==== Available data

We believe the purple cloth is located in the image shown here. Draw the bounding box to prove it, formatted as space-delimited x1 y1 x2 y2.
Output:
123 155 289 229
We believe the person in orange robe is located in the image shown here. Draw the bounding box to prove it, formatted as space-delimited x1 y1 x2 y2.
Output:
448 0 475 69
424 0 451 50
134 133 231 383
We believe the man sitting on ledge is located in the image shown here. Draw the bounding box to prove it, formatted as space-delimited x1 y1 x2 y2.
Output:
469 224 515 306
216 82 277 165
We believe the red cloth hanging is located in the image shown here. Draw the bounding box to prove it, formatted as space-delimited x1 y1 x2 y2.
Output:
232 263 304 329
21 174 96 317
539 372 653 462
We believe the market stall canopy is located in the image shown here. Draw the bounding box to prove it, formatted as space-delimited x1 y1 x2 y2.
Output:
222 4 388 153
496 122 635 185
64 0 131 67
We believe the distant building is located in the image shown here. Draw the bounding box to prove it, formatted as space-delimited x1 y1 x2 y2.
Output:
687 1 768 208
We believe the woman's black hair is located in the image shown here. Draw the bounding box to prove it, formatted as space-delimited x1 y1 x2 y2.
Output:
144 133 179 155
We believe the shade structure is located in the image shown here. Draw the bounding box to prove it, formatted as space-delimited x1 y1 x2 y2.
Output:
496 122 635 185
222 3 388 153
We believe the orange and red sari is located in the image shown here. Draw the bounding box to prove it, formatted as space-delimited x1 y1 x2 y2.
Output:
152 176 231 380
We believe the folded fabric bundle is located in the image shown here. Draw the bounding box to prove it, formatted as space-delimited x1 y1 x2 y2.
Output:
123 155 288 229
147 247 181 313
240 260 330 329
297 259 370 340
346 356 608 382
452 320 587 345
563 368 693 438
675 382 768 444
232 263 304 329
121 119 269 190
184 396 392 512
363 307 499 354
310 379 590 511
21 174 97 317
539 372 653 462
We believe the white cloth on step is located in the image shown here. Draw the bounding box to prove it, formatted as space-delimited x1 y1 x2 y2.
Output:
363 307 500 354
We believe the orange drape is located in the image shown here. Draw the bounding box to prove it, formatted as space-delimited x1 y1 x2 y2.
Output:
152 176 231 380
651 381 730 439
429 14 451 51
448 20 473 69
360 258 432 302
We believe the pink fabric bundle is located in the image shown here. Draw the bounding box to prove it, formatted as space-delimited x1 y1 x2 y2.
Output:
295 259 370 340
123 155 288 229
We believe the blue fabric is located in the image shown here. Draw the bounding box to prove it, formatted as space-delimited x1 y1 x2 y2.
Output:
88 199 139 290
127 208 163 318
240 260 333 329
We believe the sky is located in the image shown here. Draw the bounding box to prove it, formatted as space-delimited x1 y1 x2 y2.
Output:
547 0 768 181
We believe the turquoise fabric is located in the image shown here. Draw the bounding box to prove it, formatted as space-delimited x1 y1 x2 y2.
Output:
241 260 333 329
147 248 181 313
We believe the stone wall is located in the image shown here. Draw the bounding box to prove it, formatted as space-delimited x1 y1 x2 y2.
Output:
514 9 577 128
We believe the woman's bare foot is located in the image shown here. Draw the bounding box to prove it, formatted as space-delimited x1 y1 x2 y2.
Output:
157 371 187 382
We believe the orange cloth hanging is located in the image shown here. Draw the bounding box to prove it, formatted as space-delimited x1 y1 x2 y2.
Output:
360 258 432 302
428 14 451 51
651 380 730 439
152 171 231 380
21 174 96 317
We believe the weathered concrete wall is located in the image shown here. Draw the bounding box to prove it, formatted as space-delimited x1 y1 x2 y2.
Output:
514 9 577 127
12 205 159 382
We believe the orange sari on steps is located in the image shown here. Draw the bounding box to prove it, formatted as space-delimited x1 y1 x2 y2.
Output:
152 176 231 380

========

Write out again the stretch from the line containing "We believe the orange sari" through the end of the items, requests included, and add 130 to every box coordinate in the answers.

We believe the orange sari on steps is located in the image shown here. Draw the bounding box to prove it, formatted as space-delimited x1 y1 x2 y2.
Output:
282 306 361 510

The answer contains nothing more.